- Supplied text -
• • • • •
Always remember as we have studied, coming into the New Testament we found that it was an extension of Old Testament programs. All of those covenants and promises that God made with the Jew are being fulfilled, or at least offered to the Nation of Israel, here in the Four Gospels and the first few chapters of Acts. We have not seen the appearance of the Church as we know it. That is where so many people get confused. I had a fellow tell me at one of our classes, “For years, people have been putting the Bible in a blender, turning it on high and then spooning it out to us, and then wondering why we get indigestion.” That is a little more extreme than the way I put it. But it is a good illustration. I always say that they put the Bible in a big mixing bowl, stir it all up and then pick out just the things they like. But the overall result is the same. You come up with a mish-mash. No wonder people are confused. I try to let it be the progressive revelation that it is. Let it unfold and keep it where it is; don’t try to move Scripture into a place where it’s not supposed to be. Christ didn’t and we shouldn’t either. When you lift Scripture out of context, you do violent harm to the Word. If Christ wanted the Scripture where so many put it, then He would have put it there Himself. Just leave it where it sits. If it doesn’t make sense, wait awhile and it will.
The first thing you have to determine when you read or study the Bible is to whom was it written or spoken. Remember God only deals with two groups of people in Scripture – Jew and Gentile. Don’t try to claim something that was meant only for God’s Covenant people, the Jew. If you can separate that, it will make Bible study more exciting for you and the Scripture will be opened. All Scripture from cover to cover is for us, absolutely it is. Paul writes all Scripture is inspired of God and is profitable. But not all of the Scripture is to us. Do you see the difference? For example, I had a lady question me on the Book of James. It was a valid question. And it’s hard to understand from our position in God’s Grace here in the Body of Christ. Rather than trying to answer her question from the verse that she was using in Chapter 3 of James, I told her to go back to James 1:1, as that will make all the difference in the world in what her verse is saying.
“James, a servant of God and of the Lord Jesus Christ, to (whom?) the twelve tribes which are scattered abroad, greeting.”
• • • • •
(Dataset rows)
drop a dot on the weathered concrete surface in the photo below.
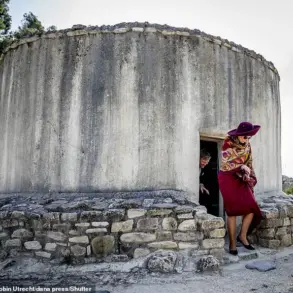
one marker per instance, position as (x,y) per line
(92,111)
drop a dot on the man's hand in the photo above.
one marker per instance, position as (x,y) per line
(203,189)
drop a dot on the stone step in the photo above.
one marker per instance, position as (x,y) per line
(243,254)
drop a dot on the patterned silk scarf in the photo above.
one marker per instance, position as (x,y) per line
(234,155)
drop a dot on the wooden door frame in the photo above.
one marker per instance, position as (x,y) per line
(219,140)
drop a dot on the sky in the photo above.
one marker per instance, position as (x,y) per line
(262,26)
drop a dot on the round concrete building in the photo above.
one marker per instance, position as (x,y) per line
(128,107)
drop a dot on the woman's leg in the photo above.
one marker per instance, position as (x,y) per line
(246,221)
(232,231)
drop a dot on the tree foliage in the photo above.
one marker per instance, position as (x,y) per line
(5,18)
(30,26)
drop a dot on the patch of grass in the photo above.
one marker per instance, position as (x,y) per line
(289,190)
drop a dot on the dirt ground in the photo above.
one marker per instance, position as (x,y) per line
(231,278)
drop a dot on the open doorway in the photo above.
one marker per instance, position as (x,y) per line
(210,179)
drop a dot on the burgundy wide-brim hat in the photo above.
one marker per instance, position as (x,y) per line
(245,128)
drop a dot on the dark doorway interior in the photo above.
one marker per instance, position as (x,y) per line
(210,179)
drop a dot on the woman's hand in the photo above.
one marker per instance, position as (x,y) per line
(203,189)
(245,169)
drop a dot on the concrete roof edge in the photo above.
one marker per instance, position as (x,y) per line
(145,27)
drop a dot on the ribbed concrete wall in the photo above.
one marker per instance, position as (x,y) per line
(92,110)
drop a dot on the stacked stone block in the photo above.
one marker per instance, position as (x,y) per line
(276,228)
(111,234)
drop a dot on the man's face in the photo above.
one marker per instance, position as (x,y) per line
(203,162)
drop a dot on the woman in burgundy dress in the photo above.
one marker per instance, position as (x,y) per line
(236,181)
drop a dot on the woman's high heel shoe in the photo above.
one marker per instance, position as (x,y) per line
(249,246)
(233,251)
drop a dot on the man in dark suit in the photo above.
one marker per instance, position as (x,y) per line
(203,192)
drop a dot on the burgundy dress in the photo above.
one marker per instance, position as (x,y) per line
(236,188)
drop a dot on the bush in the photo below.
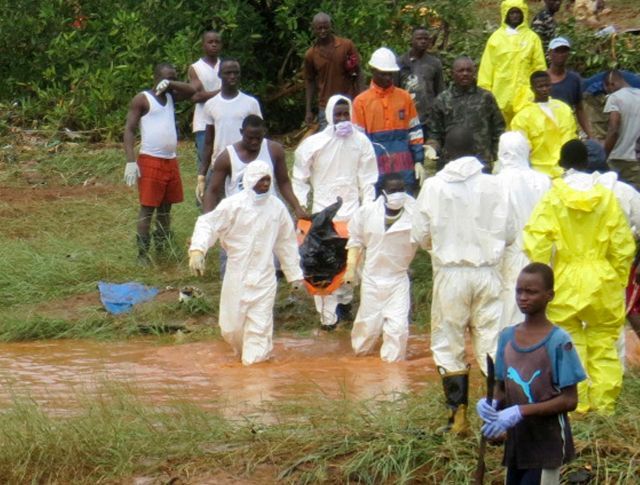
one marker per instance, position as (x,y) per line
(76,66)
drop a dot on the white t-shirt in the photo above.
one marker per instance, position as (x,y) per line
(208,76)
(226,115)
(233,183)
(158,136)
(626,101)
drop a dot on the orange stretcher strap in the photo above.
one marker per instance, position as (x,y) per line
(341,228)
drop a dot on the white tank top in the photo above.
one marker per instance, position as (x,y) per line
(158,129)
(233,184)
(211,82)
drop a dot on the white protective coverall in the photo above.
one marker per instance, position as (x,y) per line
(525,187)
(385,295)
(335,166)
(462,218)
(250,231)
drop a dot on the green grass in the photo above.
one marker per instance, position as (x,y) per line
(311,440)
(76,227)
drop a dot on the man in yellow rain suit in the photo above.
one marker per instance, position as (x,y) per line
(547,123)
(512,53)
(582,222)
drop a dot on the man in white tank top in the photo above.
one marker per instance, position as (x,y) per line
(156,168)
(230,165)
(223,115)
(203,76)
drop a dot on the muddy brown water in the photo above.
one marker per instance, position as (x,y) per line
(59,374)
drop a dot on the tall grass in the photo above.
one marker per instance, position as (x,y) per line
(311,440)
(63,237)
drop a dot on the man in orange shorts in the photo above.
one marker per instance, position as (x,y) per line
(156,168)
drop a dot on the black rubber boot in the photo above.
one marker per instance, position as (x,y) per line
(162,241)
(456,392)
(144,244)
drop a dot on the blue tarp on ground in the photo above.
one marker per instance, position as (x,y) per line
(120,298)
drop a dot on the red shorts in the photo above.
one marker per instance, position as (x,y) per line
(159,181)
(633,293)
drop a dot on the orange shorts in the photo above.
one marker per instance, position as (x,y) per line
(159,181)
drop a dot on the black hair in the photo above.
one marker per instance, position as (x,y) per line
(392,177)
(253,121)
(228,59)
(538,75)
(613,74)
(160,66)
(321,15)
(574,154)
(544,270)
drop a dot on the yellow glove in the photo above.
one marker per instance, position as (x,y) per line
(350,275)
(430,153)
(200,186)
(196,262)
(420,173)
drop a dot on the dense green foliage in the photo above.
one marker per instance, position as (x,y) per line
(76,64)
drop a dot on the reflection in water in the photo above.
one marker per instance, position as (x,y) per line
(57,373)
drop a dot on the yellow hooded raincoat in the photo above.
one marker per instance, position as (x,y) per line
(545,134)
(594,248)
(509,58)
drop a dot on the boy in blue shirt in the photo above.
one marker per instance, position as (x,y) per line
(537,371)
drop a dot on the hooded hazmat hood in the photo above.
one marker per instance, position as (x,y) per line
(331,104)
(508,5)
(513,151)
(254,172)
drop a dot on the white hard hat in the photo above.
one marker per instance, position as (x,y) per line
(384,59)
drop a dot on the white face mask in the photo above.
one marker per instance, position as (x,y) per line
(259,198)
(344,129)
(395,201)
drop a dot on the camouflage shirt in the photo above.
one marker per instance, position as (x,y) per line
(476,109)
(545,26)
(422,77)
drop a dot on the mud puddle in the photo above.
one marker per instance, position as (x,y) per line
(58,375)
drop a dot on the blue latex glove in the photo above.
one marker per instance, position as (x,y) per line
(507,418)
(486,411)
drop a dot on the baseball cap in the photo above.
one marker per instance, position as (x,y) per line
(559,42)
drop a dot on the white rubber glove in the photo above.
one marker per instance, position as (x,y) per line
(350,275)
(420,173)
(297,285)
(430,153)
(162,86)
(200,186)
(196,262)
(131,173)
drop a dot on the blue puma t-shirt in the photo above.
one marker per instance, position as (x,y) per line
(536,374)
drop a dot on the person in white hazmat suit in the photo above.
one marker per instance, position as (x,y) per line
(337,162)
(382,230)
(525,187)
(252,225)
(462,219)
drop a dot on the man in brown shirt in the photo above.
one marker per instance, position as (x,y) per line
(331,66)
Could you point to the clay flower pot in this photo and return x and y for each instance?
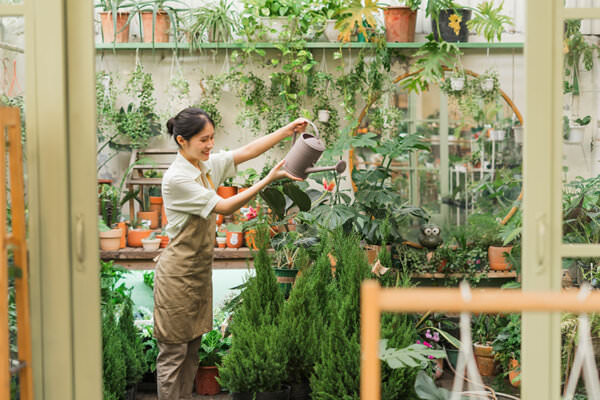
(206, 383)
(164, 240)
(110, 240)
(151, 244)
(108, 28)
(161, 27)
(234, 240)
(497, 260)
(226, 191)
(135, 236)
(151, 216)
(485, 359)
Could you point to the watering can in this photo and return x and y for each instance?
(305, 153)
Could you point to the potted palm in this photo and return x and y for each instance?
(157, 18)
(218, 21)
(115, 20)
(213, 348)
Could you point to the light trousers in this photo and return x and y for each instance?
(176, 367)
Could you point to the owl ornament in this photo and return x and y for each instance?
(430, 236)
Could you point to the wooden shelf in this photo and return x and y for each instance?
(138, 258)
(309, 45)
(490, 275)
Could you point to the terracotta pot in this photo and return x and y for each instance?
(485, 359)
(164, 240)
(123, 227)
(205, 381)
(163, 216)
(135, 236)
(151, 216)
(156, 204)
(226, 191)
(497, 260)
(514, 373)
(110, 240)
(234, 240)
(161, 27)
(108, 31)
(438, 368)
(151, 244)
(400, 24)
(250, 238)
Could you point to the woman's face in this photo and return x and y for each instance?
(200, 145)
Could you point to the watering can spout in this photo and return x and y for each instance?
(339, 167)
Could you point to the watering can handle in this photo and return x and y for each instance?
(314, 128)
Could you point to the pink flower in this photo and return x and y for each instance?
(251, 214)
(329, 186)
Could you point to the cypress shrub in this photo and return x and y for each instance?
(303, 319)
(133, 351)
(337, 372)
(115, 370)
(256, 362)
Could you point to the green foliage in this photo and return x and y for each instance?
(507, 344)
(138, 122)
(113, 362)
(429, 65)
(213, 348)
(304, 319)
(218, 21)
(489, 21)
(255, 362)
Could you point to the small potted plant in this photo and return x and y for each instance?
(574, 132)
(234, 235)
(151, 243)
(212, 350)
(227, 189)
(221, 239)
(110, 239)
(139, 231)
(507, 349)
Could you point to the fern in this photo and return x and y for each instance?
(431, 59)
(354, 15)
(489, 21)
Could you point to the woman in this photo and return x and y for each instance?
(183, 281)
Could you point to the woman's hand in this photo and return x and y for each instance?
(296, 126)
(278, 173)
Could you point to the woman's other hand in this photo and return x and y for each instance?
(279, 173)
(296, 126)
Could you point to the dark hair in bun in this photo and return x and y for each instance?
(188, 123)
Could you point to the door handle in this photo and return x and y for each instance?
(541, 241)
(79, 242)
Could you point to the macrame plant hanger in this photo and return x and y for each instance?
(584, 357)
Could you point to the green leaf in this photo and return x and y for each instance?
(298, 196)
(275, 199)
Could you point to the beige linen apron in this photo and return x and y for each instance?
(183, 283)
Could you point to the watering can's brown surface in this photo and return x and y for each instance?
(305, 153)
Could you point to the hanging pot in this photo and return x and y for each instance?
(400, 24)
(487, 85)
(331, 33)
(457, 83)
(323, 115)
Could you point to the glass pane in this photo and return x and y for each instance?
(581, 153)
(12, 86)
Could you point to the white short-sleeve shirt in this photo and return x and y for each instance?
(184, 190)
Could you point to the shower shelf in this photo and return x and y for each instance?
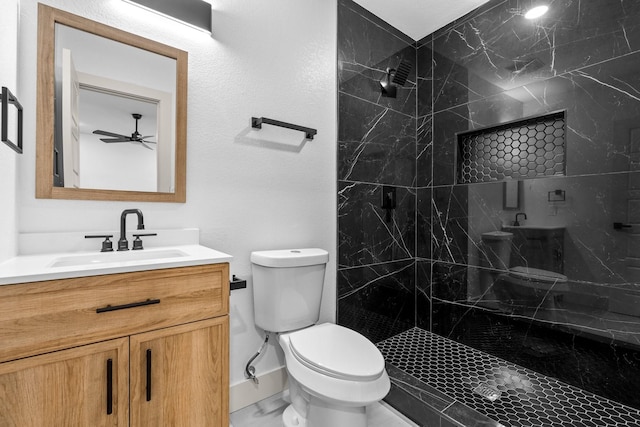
• • • • •
- Task 1 -
According to the Bible study passage, which two groups of people does God deal with in Scripture?
- Task 2 -
Rewrite the listing from the line containing "Could you point to the fern" through the end of the listing, replacing "photo" with "image" and leaving everything else unchanged. Omit the pictures from your answer.
The listing has no connection to the Bible study passage.

- Task result 1 -
Jew and Gentile.

- Task result 2 -
Could you point to the fern in this image and return x and y for each instance?
(431, 59)
(354, 15)
(489, 21)
Could you point to the woman in this image and return x and y for each instance?
(183, 281)
Could you point to the woman's hand in this image and return x and y for each instance?
(296, 126)
(278, 173)
Could you point to the woman's other hand in this image and return x and y for each instance?
(279, 173)
(296, 126)
Could you point to the dark hair in bun in this image and return x and y for each instance?
(188, 123)
Could you point to the door handle in this image and return x and y for each instance?
(541, 241)
(79, 242)
Could you point to the macrame plant hanger in this image and return x and y for each instance?
(584, 357)
Could you point to the green leaf in this image and return x and y for each instance?
(298, 196)
(275, 199)
Could you point to the beige linen apron in this image and return x and y for each instance?
(183, 283)
Could you point to the watering can's brown surface in this image and return x and y for each instance?
(305, 153)
Could you point to the hanging pot in this image and return x and y for each instance?
(400, 24)
(487, 85)
(331, 33)
(457, 83)
(323, 115)
Could you point to the glass pane in this image and return x and y for each instance?
(581, 153)
(12, 86)
Could you point to the white short-sleeve shirt in this image and return x and y for each instance?
(184, 190)
Could you point to the shower shelf in this image and return x and y for each instance?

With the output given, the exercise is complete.